**Records for processing:**
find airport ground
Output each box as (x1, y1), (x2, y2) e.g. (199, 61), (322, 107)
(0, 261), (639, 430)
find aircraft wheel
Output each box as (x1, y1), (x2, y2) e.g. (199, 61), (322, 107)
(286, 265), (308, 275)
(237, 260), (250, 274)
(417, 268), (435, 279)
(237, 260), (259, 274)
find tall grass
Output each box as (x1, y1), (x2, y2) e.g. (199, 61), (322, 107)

**Work instruction:** Go through the listing and print each line exactly as it appears.

**Output for this exercise:**
find airport ground
Output each box as (x1, y1), (x2, y2) e.g. (199, 61), (322, 107)
(0, 261), (639, 430)
find aircraft wheel
Output each box as (x1, y1), (x2, y2) e.g. (199, 61), (322, 107)
(286, 265), (308, 275)
(237, 260), (250, 274)
(417, 268), (435, 279)
(237, 260), (259, 274)
find tall grass
Output each box as (x1, y1), (x2, y2) e.g. (199, 61), (322, 107)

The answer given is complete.